— START —

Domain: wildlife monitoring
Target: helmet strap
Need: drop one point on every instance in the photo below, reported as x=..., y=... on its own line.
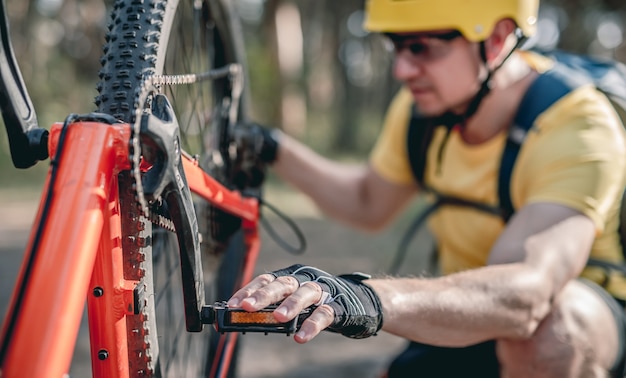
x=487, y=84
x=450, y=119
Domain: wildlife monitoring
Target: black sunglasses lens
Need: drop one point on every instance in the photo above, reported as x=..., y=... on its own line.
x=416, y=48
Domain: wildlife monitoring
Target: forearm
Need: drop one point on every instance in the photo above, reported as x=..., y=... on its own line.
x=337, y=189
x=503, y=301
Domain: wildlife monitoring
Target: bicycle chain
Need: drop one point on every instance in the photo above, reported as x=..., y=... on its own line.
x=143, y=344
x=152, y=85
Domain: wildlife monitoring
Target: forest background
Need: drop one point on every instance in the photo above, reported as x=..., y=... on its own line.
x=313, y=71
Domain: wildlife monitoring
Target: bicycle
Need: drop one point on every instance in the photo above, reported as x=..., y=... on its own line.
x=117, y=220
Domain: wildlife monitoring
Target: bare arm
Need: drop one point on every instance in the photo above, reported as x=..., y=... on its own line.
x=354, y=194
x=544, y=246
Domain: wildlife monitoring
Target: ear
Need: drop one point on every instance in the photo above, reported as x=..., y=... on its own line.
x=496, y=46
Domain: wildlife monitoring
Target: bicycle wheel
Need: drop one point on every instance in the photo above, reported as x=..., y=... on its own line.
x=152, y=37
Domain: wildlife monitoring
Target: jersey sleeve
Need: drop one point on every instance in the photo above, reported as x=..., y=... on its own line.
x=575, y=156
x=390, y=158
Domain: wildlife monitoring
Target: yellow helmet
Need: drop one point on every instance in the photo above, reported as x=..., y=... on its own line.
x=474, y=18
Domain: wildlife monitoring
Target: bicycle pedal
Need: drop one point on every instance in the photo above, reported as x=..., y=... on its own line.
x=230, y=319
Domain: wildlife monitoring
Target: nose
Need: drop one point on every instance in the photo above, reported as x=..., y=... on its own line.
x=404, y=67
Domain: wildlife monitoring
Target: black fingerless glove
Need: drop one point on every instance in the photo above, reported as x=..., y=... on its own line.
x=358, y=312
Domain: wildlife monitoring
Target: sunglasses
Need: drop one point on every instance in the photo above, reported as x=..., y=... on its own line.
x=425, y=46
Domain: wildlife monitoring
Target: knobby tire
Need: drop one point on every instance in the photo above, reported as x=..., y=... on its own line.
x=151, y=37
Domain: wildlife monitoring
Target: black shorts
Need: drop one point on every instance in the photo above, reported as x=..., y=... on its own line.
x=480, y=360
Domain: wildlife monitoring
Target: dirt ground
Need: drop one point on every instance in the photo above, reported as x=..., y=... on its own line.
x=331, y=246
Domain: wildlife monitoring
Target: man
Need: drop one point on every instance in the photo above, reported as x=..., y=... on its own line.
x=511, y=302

— END —

▸ Exercise instructions
Output the rows from the start through the line containing "x=416, y=48", both ends included, as a two-column CSV headed instruction and answer, with one line per row holding its text and its answer, each in a single quoted field with line breaks replaced by spaces. Leave the pictures out.

▸ Output
instruction,answer
"Domain: wildlife monitoring Target: helmet strap Need: drop one point on every instance in the photo below, reported as x=..., y=... on its own line.","x=487, y=84 x=450, y=119"
"Domain: wildlife monitoring Target: black sunglasses lens Need: drop one point on every instance in the photo above, reported as x=..., y=... on its own line.","x=416, y=48"